*The problem:* Reproduce, exactly and in full, only the lines below from the one containing "Target: shrub" through the one containing "Target: vegetation in background".

*Entries taken from a collection:*
= = = =

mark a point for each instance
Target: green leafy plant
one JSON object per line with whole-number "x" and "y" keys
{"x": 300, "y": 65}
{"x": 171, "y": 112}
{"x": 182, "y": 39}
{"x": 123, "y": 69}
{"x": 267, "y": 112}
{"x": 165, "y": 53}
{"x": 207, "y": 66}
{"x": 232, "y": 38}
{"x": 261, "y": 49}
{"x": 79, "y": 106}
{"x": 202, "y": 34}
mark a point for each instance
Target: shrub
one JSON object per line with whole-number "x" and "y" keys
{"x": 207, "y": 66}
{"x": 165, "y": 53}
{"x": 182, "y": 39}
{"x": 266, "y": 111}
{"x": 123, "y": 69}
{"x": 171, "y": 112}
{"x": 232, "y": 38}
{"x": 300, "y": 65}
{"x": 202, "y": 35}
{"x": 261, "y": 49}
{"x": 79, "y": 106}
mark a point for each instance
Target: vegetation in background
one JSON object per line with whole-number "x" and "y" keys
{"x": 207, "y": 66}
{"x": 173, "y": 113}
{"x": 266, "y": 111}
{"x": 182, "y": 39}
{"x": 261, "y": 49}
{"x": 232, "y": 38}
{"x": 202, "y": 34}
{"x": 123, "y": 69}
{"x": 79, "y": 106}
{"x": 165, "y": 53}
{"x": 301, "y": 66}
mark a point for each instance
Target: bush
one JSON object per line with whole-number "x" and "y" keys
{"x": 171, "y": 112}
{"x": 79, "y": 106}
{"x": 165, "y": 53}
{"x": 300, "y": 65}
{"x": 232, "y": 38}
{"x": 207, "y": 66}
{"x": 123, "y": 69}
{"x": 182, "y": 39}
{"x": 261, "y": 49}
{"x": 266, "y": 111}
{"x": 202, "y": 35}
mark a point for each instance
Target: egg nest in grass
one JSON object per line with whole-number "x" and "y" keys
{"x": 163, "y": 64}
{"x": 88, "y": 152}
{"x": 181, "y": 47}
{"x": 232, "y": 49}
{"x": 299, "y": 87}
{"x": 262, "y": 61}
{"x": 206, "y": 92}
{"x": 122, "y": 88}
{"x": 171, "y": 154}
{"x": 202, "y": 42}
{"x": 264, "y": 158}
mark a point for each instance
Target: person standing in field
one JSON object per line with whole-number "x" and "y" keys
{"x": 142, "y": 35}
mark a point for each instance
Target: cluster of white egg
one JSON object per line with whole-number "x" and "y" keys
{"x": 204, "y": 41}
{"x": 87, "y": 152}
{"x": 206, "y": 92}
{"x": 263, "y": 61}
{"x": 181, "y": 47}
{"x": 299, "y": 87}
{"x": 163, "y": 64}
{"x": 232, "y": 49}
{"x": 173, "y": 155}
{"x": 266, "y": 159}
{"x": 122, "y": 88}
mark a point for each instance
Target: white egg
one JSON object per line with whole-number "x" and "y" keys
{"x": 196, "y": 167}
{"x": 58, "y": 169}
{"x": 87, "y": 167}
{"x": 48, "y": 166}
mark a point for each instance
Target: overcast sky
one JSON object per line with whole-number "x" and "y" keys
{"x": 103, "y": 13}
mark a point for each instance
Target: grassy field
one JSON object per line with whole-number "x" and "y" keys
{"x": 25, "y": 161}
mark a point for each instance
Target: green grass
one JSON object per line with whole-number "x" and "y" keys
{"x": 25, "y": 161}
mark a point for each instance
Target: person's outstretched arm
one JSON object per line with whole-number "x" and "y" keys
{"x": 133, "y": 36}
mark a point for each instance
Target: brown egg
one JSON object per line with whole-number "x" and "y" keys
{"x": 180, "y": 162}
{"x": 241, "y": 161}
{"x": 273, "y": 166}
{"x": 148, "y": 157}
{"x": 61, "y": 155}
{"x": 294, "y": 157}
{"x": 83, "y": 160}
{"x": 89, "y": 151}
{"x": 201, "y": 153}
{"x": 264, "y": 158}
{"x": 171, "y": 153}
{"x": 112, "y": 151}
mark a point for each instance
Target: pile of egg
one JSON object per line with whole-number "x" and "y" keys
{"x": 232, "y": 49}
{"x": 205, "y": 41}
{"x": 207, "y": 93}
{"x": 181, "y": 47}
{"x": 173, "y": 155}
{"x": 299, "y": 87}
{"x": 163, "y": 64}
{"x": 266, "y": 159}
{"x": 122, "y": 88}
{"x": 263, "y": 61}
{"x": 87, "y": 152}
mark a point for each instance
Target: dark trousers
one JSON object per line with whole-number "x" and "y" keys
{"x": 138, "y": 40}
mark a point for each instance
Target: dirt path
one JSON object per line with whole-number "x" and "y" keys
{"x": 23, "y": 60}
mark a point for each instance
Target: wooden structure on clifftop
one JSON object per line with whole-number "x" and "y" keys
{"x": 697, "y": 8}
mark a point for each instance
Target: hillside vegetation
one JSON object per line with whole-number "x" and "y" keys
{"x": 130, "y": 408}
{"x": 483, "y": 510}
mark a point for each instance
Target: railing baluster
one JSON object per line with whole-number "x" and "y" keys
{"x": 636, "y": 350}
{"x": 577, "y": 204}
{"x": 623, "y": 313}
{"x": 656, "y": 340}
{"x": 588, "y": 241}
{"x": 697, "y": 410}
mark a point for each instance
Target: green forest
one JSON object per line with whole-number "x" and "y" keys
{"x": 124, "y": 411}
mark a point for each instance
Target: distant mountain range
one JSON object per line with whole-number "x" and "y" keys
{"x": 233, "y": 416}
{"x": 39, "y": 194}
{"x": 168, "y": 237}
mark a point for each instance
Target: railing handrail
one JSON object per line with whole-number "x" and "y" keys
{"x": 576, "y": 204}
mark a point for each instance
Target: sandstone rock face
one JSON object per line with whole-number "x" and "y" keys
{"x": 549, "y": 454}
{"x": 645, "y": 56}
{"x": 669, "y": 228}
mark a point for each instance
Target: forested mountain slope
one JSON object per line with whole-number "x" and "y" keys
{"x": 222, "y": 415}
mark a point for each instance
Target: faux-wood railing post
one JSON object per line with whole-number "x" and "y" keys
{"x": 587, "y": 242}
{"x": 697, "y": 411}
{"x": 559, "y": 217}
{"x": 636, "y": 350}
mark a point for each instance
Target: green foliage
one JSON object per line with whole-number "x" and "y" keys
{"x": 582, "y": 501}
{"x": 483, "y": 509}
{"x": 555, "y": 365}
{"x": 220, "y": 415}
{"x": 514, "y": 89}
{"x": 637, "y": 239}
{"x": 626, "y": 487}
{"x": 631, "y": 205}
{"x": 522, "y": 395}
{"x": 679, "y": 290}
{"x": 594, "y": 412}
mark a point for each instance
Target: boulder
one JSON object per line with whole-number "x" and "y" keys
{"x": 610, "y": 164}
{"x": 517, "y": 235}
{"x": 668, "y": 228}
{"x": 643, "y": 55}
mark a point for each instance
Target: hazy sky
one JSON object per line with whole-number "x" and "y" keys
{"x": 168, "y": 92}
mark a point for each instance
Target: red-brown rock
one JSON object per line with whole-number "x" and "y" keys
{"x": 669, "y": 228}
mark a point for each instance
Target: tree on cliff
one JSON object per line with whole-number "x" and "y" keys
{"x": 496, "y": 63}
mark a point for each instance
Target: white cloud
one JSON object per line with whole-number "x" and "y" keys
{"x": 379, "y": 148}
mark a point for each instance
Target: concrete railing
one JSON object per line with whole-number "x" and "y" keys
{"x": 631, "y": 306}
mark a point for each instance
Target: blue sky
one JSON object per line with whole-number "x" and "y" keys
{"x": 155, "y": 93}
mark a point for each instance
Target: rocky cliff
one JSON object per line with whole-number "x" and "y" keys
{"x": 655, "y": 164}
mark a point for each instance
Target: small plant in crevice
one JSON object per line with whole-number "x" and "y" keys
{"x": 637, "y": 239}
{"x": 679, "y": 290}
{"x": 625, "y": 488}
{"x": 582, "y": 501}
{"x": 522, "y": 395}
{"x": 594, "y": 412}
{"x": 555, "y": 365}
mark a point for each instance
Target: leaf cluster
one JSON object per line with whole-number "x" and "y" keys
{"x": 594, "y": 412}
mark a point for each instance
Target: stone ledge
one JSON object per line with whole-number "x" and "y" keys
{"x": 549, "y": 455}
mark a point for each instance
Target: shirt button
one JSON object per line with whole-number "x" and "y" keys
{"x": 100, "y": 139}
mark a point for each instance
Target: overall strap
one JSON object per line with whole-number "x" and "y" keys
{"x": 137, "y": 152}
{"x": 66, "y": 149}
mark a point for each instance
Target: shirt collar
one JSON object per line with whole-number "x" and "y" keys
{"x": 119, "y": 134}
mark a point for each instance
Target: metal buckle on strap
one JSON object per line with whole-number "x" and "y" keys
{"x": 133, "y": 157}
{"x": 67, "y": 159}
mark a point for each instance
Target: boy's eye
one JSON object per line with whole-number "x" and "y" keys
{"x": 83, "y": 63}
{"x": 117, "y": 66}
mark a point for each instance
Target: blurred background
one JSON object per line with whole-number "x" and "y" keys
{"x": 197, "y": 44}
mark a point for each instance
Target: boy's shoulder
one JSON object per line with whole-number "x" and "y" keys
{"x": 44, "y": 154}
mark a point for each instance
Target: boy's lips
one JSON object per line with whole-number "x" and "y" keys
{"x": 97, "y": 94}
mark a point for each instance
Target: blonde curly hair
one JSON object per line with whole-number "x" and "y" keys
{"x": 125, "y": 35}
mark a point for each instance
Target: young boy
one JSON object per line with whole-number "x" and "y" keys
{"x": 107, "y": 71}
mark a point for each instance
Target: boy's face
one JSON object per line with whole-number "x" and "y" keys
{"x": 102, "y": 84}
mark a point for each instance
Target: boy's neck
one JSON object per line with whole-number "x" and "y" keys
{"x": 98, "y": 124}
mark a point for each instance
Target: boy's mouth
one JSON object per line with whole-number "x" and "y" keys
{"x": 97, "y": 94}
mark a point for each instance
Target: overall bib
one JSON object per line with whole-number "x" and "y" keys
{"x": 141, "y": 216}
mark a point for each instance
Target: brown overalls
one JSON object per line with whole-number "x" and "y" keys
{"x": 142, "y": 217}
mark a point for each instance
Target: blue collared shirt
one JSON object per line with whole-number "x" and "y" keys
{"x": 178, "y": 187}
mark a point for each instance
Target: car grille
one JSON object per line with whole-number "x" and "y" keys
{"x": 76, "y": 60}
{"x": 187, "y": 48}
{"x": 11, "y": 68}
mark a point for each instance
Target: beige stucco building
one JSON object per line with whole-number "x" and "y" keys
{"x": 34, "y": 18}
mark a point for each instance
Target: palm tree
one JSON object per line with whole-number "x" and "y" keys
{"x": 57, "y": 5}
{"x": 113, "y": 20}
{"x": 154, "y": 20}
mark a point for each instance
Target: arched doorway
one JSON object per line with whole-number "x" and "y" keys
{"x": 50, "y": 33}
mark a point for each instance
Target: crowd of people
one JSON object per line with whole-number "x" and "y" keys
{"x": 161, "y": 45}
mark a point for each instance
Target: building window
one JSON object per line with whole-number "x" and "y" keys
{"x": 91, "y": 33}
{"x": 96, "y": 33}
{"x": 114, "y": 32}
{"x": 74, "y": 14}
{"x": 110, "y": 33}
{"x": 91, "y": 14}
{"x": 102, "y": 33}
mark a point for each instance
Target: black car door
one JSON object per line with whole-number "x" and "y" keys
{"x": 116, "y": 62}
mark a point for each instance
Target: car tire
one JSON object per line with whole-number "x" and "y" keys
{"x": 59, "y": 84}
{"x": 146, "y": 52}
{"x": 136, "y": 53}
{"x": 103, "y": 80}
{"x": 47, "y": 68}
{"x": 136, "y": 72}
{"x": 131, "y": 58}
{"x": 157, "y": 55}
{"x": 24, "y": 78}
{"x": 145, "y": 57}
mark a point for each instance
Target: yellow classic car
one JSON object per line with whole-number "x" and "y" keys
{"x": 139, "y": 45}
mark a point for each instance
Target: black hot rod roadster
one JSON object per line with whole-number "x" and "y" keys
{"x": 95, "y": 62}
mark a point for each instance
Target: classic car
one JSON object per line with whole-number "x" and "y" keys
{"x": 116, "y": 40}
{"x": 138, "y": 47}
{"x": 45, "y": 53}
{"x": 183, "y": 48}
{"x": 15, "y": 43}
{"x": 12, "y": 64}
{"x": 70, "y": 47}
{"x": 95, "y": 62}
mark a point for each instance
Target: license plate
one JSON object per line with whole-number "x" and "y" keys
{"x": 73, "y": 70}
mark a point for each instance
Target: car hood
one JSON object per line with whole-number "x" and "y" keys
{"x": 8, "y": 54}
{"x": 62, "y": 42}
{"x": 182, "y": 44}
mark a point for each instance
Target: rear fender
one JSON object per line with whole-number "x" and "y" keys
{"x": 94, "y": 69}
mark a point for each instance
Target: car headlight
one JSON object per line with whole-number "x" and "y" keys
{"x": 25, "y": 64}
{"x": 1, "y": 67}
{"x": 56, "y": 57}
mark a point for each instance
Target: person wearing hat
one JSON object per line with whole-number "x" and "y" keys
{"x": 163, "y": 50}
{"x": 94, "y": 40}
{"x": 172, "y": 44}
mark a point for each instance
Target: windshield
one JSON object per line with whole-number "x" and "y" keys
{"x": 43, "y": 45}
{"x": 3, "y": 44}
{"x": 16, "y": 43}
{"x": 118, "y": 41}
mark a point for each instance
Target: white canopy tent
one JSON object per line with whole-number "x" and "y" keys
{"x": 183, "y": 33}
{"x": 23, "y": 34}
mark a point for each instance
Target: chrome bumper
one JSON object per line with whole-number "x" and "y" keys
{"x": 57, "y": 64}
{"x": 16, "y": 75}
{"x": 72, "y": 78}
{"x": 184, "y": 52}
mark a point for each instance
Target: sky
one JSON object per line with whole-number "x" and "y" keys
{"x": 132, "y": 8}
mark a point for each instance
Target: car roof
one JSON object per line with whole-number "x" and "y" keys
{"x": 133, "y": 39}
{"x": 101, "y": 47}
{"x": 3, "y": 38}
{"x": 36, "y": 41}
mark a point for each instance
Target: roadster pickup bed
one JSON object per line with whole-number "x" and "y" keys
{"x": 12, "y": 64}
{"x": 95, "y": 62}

= = = =

*Written solution:*
Target: shrub
one JSON object per line with whole-number "x" and "y" keys
{"x": 207, "y": 66}
{"x": 165, "y": 53}
{"x": 182, "y": 39}
{"x": 266, "y": 111}
{"x": 123, "y": 69}
{"x": 171, "y": 112}
{"x": 232, "y": 38}
{"x": 300, "y": 65}
{"x": 202, "y": 35}
{"x": 261, "y": 49}
{"x": 79, "y": 106}
mark a point for each instance
Target: vegetation in background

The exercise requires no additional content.